Word for word, restate every entry shown below.

[Start of Attachment]

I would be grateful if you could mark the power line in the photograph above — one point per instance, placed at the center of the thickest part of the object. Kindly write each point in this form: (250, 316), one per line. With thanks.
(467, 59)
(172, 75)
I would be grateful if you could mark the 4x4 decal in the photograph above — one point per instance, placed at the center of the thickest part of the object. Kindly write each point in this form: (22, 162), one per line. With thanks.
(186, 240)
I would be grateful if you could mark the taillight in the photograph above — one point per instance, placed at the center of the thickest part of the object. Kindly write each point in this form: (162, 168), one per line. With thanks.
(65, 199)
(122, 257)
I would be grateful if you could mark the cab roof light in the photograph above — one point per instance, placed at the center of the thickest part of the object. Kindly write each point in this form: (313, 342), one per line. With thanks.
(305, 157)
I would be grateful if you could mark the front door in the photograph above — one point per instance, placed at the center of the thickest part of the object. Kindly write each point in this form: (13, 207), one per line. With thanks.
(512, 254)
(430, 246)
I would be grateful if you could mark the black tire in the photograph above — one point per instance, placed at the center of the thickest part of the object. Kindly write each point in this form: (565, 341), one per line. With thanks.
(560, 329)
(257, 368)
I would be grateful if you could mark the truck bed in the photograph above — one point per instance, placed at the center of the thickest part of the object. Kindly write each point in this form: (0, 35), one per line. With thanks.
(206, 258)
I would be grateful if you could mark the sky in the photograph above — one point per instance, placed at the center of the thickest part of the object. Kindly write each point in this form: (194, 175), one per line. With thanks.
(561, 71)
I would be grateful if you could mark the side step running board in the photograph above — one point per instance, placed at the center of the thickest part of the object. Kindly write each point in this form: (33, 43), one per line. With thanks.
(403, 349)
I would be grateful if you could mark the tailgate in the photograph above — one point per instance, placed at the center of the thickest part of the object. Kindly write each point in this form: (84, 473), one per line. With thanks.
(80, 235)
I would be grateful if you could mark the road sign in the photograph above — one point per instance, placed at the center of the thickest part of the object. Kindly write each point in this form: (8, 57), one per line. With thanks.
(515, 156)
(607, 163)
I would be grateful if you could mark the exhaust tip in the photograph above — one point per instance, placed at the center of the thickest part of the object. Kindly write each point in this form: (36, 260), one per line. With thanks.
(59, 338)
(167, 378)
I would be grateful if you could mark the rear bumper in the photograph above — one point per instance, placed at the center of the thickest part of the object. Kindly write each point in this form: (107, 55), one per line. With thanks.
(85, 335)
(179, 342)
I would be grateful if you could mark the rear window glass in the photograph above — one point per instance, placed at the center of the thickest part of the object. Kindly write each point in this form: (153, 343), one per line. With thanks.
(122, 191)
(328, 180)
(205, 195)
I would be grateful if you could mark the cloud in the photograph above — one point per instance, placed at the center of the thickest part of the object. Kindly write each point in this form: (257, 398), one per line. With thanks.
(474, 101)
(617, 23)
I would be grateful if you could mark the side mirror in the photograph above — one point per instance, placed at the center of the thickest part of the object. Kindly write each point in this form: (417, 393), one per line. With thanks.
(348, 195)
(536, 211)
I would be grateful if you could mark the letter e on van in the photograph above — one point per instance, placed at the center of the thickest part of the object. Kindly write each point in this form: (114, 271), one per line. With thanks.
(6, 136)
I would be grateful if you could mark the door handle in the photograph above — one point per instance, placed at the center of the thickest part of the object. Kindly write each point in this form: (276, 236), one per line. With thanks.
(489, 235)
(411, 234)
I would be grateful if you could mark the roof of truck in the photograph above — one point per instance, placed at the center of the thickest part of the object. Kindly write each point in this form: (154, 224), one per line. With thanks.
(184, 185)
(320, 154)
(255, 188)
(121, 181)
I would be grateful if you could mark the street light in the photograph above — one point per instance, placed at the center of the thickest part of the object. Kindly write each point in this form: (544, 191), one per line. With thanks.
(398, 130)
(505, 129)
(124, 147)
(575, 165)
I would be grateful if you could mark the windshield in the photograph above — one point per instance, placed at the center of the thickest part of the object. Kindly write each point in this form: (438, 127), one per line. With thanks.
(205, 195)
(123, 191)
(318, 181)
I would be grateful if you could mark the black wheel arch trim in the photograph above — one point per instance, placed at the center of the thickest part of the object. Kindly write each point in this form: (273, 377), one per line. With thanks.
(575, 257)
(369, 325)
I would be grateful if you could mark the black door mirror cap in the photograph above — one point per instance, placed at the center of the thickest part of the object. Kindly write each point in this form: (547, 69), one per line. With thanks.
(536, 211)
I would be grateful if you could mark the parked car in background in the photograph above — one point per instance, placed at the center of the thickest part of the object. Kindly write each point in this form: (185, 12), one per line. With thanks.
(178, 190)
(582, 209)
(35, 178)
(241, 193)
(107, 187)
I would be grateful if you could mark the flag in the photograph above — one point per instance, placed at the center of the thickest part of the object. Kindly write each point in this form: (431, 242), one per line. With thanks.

[End of Attachment]

Solution for this problem →
I would be grateful if you could mark the power line in the photograph above — one point per instance, placed at the center of the thickest part of the object. Kindly write each point in this form: (250, 316), one per line. With thanks.
(467, 59)
(172, 75)
I would be grateful if you could mark the 4x4 decal in the photograph above — one point per instance, placed at the center of the thickest part of the object. Kindly write each point in this form: (22, 162), one per line. With thanks.
(186, 240)
I would be grateful if you could mark the taillight in the photograph above — one point per instance, placed at the center of the thickest part of the object. Kindly write each point in this form: (162, 168), one per line. With thanks.
(65, 199)
(122, 257)
I would be grateful if you could mark the cab roof light in the photograph above — one point per instance, placed at the center of the thickest part of the object. Kindly write each point in this form: (313, 342), one per line. With thanks.
(305, 157)
I would be grateful if you could mark the front door in the photograph above — one point per instance, placed at the center of the thickest part of the object. Kindly write each point in this form: (13, 207), one per line. With thanks.
(512, 254)
(430, 246)
I would be grateful if you could mark the black tire in the photograph above — one point per instance, placed at the center of the thickest part of the object. Kindly write each point in this form: (565, 341), one per line. With thanks.
(560, 329)
(257, 368)
I would be grateful if you could mark the truck bed in the photograph above — one point per instance, placed at the center of the thickest part of the object. Kindly write each point in this form: (0, 35), one per line. With thanks.
(206, 258)
I would be grateful if you could mark the sky in the photograph above — one point per instance, placed at the center of the thickest part of the object. Kindly write each point in this form: (194, 175), one per line. With thanks.
(561, 71)
I would be grateful if you could mark the side step running board in the photograph above — one point per instance, placed at the center of the thickest part of the object. Kindly write each point in this form: (33, 43), one per line. With thanks.
(403, 349)
I would be grateful if you could mark the tailgate in the photograph above — one point per instance, placed at the center of the thickest part of the object. Kindly write each point in this form: (84, 473), one per line. With thanks.
(80, 235)
I would be grateful if you could mark the road sign in the photograph above — one point per instance, placed at the center of the thickest part of the object. Kindly write each point in this form: (8, 57), one per line. With thanks.
(515, 156)
(607, 163)
I would be grateful if you could mark the exhaust tip in the photograph above — one point per instance, placed at the center of the thickest part of the object. Kindly write each point in this form: (36, 260), one per line. With thanks.
(59, 338)
(167, 378)
I would be grateful if you could mark the rear bumper in the photograph above — one point per instance, placed at the center of the thickest part of the object. Kindly write each point in this form: (107, 55), one per line. With thanks.
(85, 335)
(179, 342)
I would be grateful if you could mark the rear window glass in the photograph above — one point per instance, placed at the center of the thickest part of the object. Kindly write each point in this form: (153, 343), one per line. With thanks.
(122, 191)
(328, 180)
(205, 195)
I would be grateful if you could mark the cloud in the photograph above — one point per instance, placed at the center of the thickest part of the object. Kindly write each point in this form: (257, 398), one per line. With thanks.
(474, 101)
(617, 23)
I would be grateful if you could mark the side mirror in the photograph above — one point per instance, placed at the center of the thickest part of the object. Kindly write each point in this form: (417, 393), one per line. With thanks.
(348, 195)
(536, 211)
I would be grateful if you could mark the letter e on van in the photograph above — one point per instance, placed at the center of the thickest part of the object. Kindly write each point in this form: (114, 271), one per line. With thanks.
(6, 136)
I would be grateful if you could mark the door handle in the photograph above — one point per instance, placed at the center of the thickest part of the object. Kindly write each point in this form: (276, 236), one per line. With thanks.
(489, 235)
(411, 234)
I would be grateful if you could mark the roof of truck in the photograph above — one point per instance, placed at the center of the thickest part of the object. Kindly write each point in this form: (154, 224), one per line. With thanks.
(184, 185)
(320, 154)
(255, 188)
(121, 181)
I would be grateful if you could mark the street light in the photograph above — one point per instance, placed at the center of the thickest part of the object. Kindly write each point in this form: (544, 191), one per line. With thanks.
(398, 130)
(505, 129)
(124, 147)
(575, 165)
I would be grateful if you could mark the windshield in the photograph above — one point per instance, placed at the center of the thickest part of the object. Kindly write each point in this form: (438, 127), one per line. With thanks.
(205, 195)
(123, 191)
(318, 181)
I would be grateful if you could mark the black wheel arch trim in the photograph above — one point per instance, placed at the center of the thickest part of the object. Kindly write each point in this form: (273, 377), one per line. With thanks.
(575, 257)
(369, 325)
I would be grateful if you could mark the black door mirror cap in the photograph above — one point per instance, placed at the center of the thickest part of the object. Kindly write each point in this form: (547, 69), one per line. With thanks.
(536, 211)
I would be grateful if you could mark the parked car in background in the photograph above — one point per instance, placed at the center of the thickest part of the object. Kindly write each point in this form: (185, 12), one per line. With thanks.
(178, 190)
(582, 209)
(35, 178)
(241, 193)
(107, 187)
I would be grateful if you could mark the flag in the photograph above — one point per instance, placed at the center of the thickest part of the object. Kindly write each point in this form: (431, 242), one per line. With thanks.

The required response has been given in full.